*** Opening Available data ***
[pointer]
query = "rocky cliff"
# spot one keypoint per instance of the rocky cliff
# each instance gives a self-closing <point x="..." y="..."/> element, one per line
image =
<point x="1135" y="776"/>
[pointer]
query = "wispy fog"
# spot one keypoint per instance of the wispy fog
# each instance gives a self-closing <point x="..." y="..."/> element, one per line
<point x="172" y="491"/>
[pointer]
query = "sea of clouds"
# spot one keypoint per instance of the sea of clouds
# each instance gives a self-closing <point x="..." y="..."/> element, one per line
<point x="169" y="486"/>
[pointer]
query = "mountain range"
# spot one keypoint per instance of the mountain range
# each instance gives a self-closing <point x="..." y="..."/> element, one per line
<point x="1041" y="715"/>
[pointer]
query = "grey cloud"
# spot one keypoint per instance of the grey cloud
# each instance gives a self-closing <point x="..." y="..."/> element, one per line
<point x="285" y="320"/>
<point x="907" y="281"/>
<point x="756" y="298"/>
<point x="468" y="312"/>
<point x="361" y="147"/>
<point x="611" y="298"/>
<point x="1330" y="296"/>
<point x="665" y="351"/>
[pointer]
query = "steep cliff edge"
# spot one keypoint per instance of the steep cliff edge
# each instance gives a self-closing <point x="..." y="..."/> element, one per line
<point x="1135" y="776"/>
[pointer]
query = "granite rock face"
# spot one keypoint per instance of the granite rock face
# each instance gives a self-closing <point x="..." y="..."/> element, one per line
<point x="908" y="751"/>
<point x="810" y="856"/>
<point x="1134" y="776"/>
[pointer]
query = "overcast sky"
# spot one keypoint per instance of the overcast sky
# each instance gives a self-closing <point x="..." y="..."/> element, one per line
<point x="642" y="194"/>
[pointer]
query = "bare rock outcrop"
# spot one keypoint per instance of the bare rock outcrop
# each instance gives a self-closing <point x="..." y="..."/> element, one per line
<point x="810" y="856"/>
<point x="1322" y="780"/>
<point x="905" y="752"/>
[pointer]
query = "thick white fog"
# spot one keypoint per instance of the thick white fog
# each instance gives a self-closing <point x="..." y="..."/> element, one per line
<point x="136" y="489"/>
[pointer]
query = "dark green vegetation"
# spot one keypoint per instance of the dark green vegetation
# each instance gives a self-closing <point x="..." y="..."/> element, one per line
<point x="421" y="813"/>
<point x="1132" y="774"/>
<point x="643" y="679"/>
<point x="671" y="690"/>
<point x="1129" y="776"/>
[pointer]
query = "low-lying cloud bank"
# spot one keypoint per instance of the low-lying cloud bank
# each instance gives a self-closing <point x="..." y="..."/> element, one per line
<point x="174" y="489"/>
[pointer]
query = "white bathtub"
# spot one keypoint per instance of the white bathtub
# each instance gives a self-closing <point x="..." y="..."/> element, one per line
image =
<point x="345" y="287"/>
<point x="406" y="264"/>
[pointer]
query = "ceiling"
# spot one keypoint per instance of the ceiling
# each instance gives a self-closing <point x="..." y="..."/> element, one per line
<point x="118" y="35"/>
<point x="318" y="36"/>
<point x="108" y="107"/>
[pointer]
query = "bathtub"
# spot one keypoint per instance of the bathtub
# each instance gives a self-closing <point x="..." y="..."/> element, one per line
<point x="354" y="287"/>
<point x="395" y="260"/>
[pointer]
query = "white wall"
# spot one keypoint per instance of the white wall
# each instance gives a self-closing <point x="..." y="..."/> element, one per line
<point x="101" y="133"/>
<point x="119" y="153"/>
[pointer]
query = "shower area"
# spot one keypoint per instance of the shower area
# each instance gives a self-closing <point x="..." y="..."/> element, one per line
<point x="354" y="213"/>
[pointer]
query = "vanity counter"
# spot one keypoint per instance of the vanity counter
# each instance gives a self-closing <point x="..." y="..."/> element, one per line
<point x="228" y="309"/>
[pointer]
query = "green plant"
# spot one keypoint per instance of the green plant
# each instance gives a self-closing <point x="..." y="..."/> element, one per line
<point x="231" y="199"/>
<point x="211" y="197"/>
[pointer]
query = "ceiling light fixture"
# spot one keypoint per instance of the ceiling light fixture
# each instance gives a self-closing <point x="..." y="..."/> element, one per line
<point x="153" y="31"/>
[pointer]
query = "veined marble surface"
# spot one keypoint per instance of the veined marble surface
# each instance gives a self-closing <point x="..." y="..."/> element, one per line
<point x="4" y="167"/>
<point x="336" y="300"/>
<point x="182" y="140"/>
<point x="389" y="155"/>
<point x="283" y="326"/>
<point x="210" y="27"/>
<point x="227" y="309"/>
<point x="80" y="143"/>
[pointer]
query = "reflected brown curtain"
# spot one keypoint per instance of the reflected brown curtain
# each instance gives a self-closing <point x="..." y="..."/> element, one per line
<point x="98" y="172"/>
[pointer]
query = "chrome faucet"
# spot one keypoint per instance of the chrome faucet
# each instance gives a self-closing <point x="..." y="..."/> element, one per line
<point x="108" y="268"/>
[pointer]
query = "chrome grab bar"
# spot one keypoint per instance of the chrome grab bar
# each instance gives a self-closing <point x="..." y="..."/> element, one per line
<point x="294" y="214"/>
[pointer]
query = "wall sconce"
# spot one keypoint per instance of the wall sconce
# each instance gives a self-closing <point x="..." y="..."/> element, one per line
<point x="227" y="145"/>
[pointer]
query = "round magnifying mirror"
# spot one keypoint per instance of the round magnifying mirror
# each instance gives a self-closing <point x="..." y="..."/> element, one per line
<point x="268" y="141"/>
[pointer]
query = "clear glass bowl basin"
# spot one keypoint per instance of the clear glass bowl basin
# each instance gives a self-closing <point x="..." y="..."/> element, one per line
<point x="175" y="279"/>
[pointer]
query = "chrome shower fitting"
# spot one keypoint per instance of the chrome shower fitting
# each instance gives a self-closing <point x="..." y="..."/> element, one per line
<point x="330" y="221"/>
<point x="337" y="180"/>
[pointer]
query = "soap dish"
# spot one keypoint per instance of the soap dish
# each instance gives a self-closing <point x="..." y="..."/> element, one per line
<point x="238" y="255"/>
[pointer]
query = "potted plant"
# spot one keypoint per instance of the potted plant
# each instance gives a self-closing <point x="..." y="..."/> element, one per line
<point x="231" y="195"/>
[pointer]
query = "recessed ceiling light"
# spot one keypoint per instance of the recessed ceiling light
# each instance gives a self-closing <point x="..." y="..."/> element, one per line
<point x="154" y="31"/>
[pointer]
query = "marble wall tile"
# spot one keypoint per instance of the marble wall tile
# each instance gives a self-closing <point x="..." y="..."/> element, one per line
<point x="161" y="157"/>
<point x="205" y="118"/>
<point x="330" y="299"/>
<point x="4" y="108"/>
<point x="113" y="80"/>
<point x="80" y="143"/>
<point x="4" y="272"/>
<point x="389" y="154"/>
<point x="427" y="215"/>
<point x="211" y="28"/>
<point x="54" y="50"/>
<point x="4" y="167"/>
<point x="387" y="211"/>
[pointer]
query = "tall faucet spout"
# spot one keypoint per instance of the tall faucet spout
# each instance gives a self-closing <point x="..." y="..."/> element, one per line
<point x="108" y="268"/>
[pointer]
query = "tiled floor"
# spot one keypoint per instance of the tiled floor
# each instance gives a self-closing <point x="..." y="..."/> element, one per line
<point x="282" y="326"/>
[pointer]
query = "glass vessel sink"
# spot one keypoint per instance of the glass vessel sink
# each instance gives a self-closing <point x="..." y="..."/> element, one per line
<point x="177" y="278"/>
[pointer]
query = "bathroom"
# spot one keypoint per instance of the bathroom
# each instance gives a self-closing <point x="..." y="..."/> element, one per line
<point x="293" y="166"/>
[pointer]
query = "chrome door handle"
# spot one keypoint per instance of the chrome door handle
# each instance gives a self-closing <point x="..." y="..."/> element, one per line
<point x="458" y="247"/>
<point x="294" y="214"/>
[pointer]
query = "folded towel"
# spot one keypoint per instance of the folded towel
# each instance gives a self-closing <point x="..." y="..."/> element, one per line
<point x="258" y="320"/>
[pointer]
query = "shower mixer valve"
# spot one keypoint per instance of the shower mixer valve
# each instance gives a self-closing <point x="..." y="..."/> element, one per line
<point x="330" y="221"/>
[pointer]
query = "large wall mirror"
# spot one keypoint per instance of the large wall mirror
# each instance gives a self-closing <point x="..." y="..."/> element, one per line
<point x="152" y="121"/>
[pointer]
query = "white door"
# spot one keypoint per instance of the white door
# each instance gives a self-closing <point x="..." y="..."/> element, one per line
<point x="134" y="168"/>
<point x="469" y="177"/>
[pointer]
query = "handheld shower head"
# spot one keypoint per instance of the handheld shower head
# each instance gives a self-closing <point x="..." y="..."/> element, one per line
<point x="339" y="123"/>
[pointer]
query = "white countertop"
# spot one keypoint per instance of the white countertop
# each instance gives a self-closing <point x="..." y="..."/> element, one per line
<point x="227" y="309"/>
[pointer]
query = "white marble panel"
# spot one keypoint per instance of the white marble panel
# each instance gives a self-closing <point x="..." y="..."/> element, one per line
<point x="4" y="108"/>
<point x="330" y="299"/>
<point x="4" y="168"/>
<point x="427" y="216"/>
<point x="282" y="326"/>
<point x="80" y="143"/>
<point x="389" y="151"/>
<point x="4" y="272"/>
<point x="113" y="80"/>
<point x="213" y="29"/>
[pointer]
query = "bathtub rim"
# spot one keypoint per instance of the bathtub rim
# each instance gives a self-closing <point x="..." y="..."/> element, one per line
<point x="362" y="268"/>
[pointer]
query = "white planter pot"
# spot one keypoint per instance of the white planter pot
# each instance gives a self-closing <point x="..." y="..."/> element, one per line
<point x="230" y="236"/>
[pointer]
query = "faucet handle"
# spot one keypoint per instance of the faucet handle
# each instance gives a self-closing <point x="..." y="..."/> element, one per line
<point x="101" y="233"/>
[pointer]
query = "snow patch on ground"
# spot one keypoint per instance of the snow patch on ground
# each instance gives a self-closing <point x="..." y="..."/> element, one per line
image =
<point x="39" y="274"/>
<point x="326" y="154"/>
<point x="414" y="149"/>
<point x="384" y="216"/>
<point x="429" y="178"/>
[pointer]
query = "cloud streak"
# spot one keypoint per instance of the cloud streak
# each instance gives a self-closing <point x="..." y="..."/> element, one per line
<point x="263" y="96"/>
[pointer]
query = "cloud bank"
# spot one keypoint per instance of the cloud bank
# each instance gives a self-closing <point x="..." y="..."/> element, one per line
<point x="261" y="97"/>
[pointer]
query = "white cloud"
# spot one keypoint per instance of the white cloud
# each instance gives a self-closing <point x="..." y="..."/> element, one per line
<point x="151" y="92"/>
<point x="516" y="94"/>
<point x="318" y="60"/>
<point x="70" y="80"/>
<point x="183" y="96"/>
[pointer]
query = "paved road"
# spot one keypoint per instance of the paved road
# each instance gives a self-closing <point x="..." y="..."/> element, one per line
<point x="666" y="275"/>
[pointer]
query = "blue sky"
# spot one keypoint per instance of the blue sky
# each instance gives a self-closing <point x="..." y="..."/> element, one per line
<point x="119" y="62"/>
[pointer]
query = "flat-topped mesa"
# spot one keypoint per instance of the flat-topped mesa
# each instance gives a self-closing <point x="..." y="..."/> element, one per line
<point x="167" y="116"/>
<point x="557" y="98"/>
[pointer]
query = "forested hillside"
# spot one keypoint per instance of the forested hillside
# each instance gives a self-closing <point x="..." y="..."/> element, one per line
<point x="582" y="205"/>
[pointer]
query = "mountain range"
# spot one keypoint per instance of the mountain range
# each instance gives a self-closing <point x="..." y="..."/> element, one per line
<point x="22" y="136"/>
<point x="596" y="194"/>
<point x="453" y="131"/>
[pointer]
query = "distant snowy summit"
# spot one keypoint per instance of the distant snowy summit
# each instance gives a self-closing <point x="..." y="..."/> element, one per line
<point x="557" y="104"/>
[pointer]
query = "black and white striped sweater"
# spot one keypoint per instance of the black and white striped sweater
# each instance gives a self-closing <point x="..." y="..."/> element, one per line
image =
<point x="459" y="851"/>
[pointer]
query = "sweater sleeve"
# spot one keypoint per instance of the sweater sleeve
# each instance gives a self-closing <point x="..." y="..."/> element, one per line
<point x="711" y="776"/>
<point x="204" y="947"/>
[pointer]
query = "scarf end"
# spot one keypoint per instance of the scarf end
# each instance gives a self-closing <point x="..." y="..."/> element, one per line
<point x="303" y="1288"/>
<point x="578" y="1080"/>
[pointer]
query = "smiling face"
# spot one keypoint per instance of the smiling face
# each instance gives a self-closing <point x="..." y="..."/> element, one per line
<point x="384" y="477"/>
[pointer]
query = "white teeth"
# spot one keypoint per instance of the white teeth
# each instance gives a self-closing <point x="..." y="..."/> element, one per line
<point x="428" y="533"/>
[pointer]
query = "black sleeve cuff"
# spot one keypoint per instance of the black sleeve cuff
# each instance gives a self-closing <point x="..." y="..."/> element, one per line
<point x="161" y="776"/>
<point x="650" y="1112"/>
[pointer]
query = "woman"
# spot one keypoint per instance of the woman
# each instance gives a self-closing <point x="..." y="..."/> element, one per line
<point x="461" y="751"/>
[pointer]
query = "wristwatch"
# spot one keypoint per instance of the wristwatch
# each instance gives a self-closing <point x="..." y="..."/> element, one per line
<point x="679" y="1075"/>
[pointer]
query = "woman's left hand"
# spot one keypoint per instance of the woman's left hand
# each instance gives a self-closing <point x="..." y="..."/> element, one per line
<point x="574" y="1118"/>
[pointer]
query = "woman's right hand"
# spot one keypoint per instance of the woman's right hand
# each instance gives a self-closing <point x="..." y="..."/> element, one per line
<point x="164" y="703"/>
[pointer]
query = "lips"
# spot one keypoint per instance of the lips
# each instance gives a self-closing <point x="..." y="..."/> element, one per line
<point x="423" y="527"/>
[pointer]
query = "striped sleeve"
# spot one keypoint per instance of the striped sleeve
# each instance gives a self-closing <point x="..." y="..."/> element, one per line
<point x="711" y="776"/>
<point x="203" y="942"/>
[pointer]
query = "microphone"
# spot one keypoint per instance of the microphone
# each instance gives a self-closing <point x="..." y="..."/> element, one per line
*** Closing Available data ***
» **Task details**
Where a line of the records above holds the word "vessel", copy that line.

» **Answer to this problem**
query = "glass vessel sink"
# spot one keypoint per instance of the glass vessel sink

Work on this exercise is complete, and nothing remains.